OBJECTIVE A: In the logistic ridge regression page, copy everything from "The model to" down to "the residual deviance.", substituting "complementary log-log" for "complementary-log-log".
OBJECTIVE B: Convert everything in the listing from the line containing "the white wall?" down to the end of the listing into a Markdown table with the columns Row and Line. Give one row per line and leave out blank lines.

══ QUOTED TEXT ══

Does logistic ridge regression (A.I. Glaser).
Options
PRINT = string token |
What output to print (correlation , crossvalidation , ridge , scaledridge , standarderrors ); default corr |
---|---|
PLOT = string tokens |
What graphs to plot (correlation , ridgetrace , buildup ); default * i.e. none |
LINK = string token |
Link function (logit , probit , complementaryloglog ); default logi |
DISPERSION = scalar |
Value of the dispersion parameter; default 1 |
TERMS = formula |
Explanatory model |
FACTORIAL = scalar |
Limit on number of factors/covariates in a model term; default 3 |
LAMBDA = variate or scalar |
Values for the ridge parameter lambda |
CROSSVALIDATION = string token |
Whether to use cross-validation to find an optimal value of lambda (yes , no ); default no |
NCROSSVALIDATIONGROUPS = scalar |
Number of groups for cross-validation; default 10 |
CVMETHOD = string token |
Which method to use for cross-validation (deviance , squarederror , countingerror ); default devi |
SEED = scalar |
Seed for random numbers to use in cross-validation; default 0 |
Parameters
Y = variates |
Response variate |
---|---|
NBINOMIAL = scalars or variates |
Number of binomial trials for each unit; default 1 |
YVALIDATION = variates |
Response variate for validation |
XVALIDATION = pointers |
Explanatory variables for validation |
XDATA = pointers |
Pointer containing the original explanatory variables in the same order as in XVALIDATION ; default takes the variables in the order in which they occur in TERMS |
NVALIDATION = variates or scalars |
Number of binomial trials for the units of each YVALIDATION variate; default 1 |
BESTLAMBDA = scalars |
Saves the optimal lambda value from cross-validation |
CVSTATISTICS = matrices |
Saves the cross-validation statistics |
RESIDUALS = variates |
Saves residuals when LAMBDA is a scalar |
FITTEDVALUES = variates |
Saves fitted values when LAMBDA is a scalar |
ESTIMATES = variates |
Saves parameter estimates when LAMBDA is a scalar |
SE = variates |
Saves standard errors of the parameter estimates when LAMBDA is a scalar |
DEVIANCE = scalars |
Saves the residual deviance when LAMBDA is a scalar |
LINEARPREDICTOR = variates |
Saves the linear predictor when LAMBDA is a scalar |
Description
Procedure LRIDGE
fits a logistic ridge regression model based on penalized likelihood inference, as explained in the Method section. The response variate is specified by the Y
parameter. The NBINOMIAL
parameter defines the number of binomial trials for each unit, with a default of one. If NBINOMIAL
is greater then one, LRIDGE
forms a modified copy of the data set in which each of the original observations is expanded into its underlying individuals (i.e. to have binary responses either one or zero).
The model to fit is defined by the TERMS
option. The FACTORIAL
option sets a limit on the number of variates and/or factors in the model terms generated from the TERMS
model formula, as in the FIT
directive. The LINK
option defines the link function. This can be either logit (the default), probit or complementary-log-log. The DISPERSION
option specifies the dispersion parameter in the usual way i.e. the default is to fix the parameter at one, or you can set DISPERSION=*
to use a dispersion parameter estimated from the residual deviance.

═══
══ SOURCE RECORDS ══

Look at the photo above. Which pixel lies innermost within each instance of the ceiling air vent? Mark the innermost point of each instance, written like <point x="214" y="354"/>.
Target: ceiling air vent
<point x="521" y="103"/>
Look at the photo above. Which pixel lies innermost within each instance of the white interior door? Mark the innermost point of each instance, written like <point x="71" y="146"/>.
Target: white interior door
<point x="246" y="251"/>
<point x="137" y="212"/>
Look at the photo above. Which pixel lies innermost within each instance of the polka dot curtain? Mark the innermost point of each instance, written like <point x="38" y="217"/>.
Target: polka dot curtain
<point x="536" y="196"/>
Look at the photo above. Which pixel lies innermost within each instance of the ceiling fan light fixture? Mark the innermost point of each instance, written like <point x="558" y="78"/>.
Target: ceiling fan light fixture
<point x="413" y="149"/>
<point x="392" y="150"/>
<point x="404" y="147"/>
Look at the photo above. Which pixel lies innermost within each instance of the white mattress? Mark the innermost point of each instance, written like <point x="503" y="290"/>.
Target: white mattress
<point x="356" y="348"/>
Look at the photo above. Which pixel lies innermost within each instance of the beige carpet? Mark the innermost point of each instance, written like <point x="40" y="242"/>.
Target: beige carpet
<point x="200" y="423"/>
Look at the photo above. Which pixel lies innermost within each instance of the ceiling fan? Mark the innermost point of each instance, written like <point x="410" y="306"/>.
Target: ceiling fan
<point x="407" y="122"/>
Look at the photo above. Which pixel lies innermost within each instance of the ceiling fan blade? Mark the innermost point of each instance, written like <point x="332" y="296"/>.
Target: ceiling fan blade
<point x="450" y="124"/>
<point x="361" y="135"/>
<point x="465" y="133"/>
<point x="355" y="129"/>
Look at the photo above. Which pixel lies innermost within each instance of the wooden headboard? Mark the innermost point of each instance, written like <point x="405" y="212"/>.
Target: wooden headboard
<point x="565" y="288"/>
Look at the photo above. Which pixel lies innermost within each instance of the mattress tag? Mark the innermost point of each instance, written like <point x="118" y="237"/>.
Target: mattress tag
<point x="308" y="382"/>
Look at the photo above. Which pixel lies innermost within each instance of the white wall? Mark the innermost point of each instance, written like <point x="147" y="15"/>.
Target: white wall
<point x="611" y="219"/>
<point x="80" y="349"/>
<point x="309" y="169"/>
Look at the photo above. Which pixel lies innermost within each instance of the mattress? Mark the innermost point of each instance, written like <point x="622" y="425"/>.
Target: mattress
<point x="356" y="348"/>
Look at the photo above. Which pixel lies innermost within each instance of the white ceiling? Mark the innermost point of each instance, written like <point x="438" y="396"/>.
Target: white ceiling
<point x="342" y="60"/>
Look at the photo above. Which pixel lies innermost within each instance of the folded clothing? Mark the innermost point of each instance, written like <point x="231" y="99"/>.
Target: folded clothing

═══

FULL SOLUTION A:
The model to fit is defined by the TERMS
option. The FACTORIAL
option sets a limit on the number of variates and/or factors in the model terms generated from the TERMS
model formula, as in the FIT
directive. The LINK
option defines the link function. This can be either logit (the default), probit or complementary log-log. The DISPERSION
option specifies the dispersion parameter in the usual way i.e. the default is to fix the parameter at one, or you can set DISPERSION=*
to use a dispersion parameter estimated from the residual deviance.

FULL SOLUTION B:
| Row | Line |
|---|---|
| 1 | Look at the photo above. Which pixel lies innermost within each instance of the white wall? Mark the innermost point of each instance, written like <point x="147" y="15"/>. |
| 2 | Target: white wall |
| 3 | <point x="611" y="219"/> |
| 4 | <point x="80" y="349"/> |
| 5 | <point x="309" y="169"/> |
| 6 | Look at the photo above. Which pixel lies innermost within each instance of the mattress? Mark the innermost point of each instance, written like <point x="622" y="425"/>. |
| 7 | Target: mattress |
| 8 | <point x="356" y="348"/> |
| 9 | Look at the photo above. Which pixel lies innermost within each instance of the white ceiling? Mark the innermost point of each instance, written like <point x="438" y="396"/>. |
| 10 | Target: white ceiling |
| 11 | <point x="342" y="60"/> |
| 12 | Look at the photo above. Which pixel lies innermost within each instance of the folded clothing? Mark the innermost point of each instance, written like <point x="231" y="99"/>. |
| 13 | Target: folded clothing |